START Supplied information

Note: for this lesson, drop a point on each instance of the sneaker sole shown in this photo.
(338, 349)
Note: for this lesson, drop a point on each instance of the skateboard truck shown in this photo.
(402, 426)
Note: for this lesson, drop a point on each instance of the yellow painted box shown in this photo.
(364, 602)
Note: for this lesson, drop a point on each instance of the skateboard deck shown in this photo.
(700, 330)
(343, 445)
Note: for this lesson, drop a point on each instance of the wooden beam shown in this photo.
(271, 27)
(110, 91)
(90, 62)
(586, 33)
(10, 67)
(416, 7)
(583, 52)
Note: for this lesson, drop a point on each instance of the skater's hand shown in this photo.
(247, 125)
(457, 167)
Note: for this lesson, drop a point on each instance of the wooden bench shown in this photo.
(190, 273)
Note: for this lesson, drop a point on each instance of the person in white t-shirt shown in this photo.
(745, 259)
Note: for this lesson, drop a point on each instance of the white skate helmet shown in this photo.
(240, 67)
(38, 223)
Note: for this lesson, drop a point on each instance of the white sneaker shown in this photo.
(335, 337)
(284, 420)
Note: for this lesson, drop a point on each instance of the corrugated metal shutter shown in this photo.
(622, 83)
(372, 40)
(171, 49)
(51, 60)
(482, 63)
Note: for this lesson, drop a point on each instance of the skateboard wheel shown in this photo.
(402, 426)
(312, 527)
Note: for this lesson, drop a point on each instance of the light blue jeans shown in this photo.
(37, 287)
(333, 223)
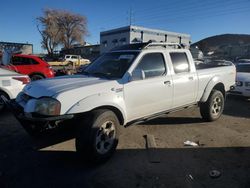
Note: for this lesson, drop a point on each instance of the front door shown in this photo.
(153, 93)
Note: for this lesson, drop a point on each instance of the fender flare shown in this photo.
(210, 86)
(112, 102)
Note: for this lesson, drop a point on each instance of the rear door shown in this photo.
(184, 79)
(152, 94)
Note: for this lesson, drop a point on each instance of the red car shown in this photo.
(31, 65)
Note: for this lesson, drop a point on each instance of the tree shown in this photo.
(59, 27)
(50, 31)
(72, 28)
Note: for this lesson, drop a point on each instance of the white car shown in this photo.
(128, 85)
(242, 86)
(11, 83)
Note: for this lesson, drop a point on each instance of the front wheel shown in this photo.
(2, 104)
(97, 135)
(212, 109)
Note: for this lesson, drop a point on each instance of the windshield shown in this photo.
(243, 68)
(111, 65)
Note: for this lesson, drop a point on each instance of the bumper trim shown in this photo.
(18, 112)
(46, 118)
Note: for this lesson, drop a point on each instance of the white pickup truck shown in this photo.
(129, 84)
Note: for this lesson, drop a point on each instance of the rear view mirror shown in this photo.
(137, 74)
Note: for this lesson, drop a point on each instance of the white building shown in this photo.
(131, 34)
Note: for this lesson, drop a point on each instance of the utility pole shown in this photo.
(130, 16)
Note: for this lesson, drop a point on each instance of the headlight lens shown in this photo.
(48, 106)
(247, 84)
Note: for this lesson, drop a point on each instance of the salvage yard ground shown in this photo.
(52, 162)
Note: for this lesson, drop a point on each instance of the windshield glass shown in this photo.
(111, 65)
(243, 68)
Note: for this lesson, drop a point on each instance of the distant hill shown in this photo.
(227, 46)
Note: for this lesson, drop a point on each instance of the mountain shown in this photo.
(226, 46)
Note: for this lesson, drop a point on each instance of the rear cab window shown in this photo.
(180, 62)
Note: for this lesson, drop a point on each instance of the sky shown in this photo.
(198, 18)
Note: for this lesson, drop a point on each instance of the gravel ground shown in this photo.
(161, 161)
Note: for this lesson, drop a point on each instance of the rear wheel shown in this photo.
(2, 105)
(212, 109)
(97, 136)
(35, 77)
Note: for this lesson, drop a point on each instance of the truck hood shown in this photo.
(243, 76)
(54, 86)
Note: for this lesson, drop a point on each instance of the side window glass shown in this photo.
(17, 61)
(152, 65)
(33, 62)
(180, 62)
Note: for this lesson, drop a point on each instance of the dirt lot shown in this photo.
(52, 161)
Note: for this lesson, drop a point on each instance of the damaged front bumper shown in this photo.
(19, 113)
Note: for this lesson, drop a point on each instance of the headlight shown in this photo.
(247, 84)
(47, 106)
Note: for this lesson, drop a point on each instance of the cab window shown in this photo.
(180, 62)
(152, 65)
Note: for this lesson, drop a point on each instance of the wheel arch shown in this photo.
(214, 83)
(117, 112)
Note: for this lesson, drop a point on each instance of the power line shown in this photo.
(186, 9)
(195, 17)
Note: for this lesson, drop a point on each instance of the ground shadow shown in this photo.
(179, 167)
(237, 106)
(173, 120)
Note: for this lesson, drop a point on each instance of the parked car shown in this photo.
(128, 85)
(11, 83)
(30, 65)
(70, 60)
(242, 86)
(242, 61)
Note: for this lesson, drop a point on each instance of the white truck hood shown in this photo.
(54, 86)
(243, 76)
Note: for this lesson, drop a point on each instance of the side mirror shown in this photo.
(137, 74)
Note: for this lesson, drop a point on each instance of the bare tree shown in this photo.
(49, 30)
(72, 28)
(59, 27)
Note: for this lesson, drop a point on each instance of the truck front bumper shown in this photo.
(19, 113)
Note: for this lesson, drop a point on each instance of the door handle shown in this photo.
(167, 82)
(191, 78)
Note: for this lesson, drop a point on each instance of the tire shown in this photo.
(212, 109)
(97, 136)
(70, 64)
(2, 105)
(35, 77)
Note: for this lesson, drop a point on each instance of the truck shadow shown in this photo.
(176, 167)
(237, 106)
(173, 120)
(27, 163)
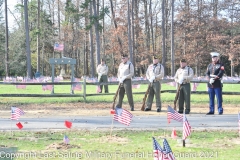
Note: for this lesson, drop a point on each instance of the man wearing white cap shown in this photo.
(215, 71)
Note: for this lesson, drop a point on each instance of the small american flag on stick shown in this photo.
(16, 113)
(172, 114)
(186, 127)
(239, 123)
(123, 116)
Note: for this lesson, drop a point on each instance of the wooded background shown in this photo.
(95, 29)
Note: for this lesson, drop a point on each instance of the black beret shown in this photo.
(124, 55)
(183, 60)
(155, 57)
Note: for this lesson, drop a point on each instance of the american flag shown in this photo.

END Supplied information

About this task: Would you retype every record above exactly, leaving out the pictures?

Answer for the task:
Note: for this lesson, drop a point on each instance of the sneaker sole shown in this photo.
(338, 349)
Note: for this lesson, drop a point on each instance of the skateboard truck shown in this photo.
(402, 426)
Note: for this lesson, drop a point on each instance of the yellow painted box shown in this photo.
(364, 602)
Note: for this lesson, drop a point on each instance of the skateboard deck shown in this photo.
(700, 330)
(343, 445)
Note: for this lesson, drop a point on each instance of the wooden beam shown in this photo.
(271, 27)
(110, 91)
(90, 62)
(586, 33)
(10, 67)
(416, 7)
(583, 52)
Note: for this lesson, drop a point on each instance of the skater's hand shown in this photo.
(247, 125)
(457, 167)
Note: for this lesson, drop a point on each instance of the wooden bench shown in this photo.
(190, 273)
Note: for this lesson, drop a point on each instance of the person in white t-shirt shown in this photo.
(745, 259)
Note: for this lesson, drop a point on each instance of the white skate helmet shown in this photo.
(240, 67)
(38, 223)
Note: for this lesson, drop a point on each instance of the white sneaker shown in this photo.
(335, 337)
(284, 420)
Note: for this lesson, drop a point on each instance of the corrugated metal shutter shown in this photo.
(622, 83)
(372, 40)
(171, 49)
(51, 60)
(482, 63)
Note: for this lesson, drop a point on each instance of the skateboard wheel shown in this photo.
(402, 426)
(312, 527)
Note: for this lesson, drop a point on each instance of the light blue jeans shown in this photo.
(37, 287)
(333, 223)
Note: for this lesson, drop a point on each instance of the front door shown in this photo.
(153, 93)
Note: for this lesson, drop a point on each instance of the fender flare shown in this photo.
(210, 86)
(112, 102)
Note: for this lesson, drop a point on each instance of the rear door shown in this photo.
(184, 79)
(152, 94)
Note: for this lesson, drop a point on each instance of the red car shown in this photo.
(31, 65)
Note: for this lesson, drop a point on each instance of the tree shown in this photo.
(59, 27)
(50, 31)
(72, 28)
Note: for this lesson, drop a point on each instance of the white car shown in this photo.
(128, 85)
(242, 86)
(11, 83)
Note: for this lesson, drop a point on each instance of the front wheel shown in this photo.
(2, 104)
(97, 135)
(212, 109)
Note: for this lesson, drop a point on each instance of the windshield shown in this photo.
(243, 68)
(111, 65)
Note: for this lesson, drop a point on each instance of the bumper trim shown in this photo.
(18, 112)
(46, 118)
Note: for this lesson, drop a point on each instance of the white pickup truck shown in this photo.
(129, 84)
Note: for this lesson, drop a point on each instance of the rear view mirror shown in this photo.
(137, 74)
Note: for this lesson, drop a point on each instance of the white building shown in this photo.
(131, 34)
Note: for this lesson, drop a point on each instance of the utility pole shown in this photo.
(130, 16)
Note: for this lesson, drop a point on each instance of the headlight lens shown in this photo.
(48, 106)
(247, 84)
Note: for this lesson, drop a point on each instance of the salvage yard ground shown in this photo.
(52, 162)
Note: for this lesson, drop a point on each instance of the windshield glass shown in this photo.
(111, 65)
(243, 68)
Note: for this lesson, drop a point on each instance of the distant hill shown in this photo.
(227, 46)
Note: for this lesson, drop a point on each instance of the mountain shown in this photo.
(226, 46)
Note: for this lesson, drop a point on each instance of the rear cab window shown in this photo.
(180, 62)
Note: for this lesson, drop a point on each instance of the sky shown in this photo.
(198, 18)
Note: for this lesson, drop a point on each instance of the gravel ground shown in this photo.
(161, 161)
Note: for this lesson, drop a point on each instance of the rear wheel shown in this photo.
(2, 105)
(212, 109)
(97, 136)
(35, 77)
Note: for this lesson, drop a point on each instance of the truck hood shown in this photo.
(243, 76)
(54, 86)
Note: for this lesson, drop a point on each instance of the side window glass shown in this photo.
(17, 61)
(152, 65)
(33, 62)
(180, 62)
Note: for this lesson, drop a point on each instance of the dirt lot shown in this photo.
(52, 161)
Note: for this lesson, drop a point on each instance of the damaged front bumper shown in this photo.
(19, 113)
Note: for this lesson, drop a point on each instance of the headlight shown in this photo.
(247, 84)
(47, 106)
Note: for this lesson, drop a point on each instance of the cab window shown in this photo.
(180, 62)
(152, 65)
Note: for this lesson, drop a point on each instance of the wheel arch shown in this photo.
(214, 83)
(117, 112)
Note: for this lesson, drop a point on each instance of the power line shown in this photo.
(186, 9)
(195, 17)
Note: for this lesson, drop a point on each instance of the ground shadow shown in this photo.
(179, 167)
(237, 106)
(173, 120)
Note: for this lesson, drop a point on each instance of the parked car shown in this photo.
(128, 85)
(11, 83)
(30, 65)
(70, 60)
(242, 86)
(242, 61)
Note: for this lesson, drop a point on each instance of the white truck hood shown in this photo.
(54, 86)
(243, 76)
Note: for this lesson, drop a point on each instance of the side mirror shown in this photo.
(137, 74)
Note: for this lesson, drop a point on each instance of the bare tree shown in this photo.
(49, 30)
(72, 28)
(59, 27)
Note: for this lesson, drop a point on each instance of the truck front bumper shown in this photo.
(19, 113)
Note: for this lesson, drop a point on each instance of the door handle shown in this photo.
(167, 82)
(191, 78)
Note: for this lesson, drop a point on each instance of the tire shown in this photo.
(212, 109)
(97, 136)
(70, 64)
(2, 105)
(35, 77)
Note: for this lesson, drop a point on each instance of the truck shadow shown in this photo.
(176, 167)
(237, 106)
(173, 120)
(27, 163)
Note: for this lesson, drop a point on each instance of the man wearing white cap shown in this photo.
(215, 71)
Note: for this lesson, drop a point on each instance of the small american flag on stick shown in this photo.
(16, 113)
(172, 114)
(186, 127)
(239, 123)
(123, 116)
Note: for this lesson, drop a point on each instance of the wooded background shown in this photo.
(95, 29)
Note: for this lesson, drop a point on each instance of the black beret shown in this photo.
(124, 55)
(183, 60)
(155, 57)
Note: for this lesson, drop a point on each instance of the american flag shown in this photo.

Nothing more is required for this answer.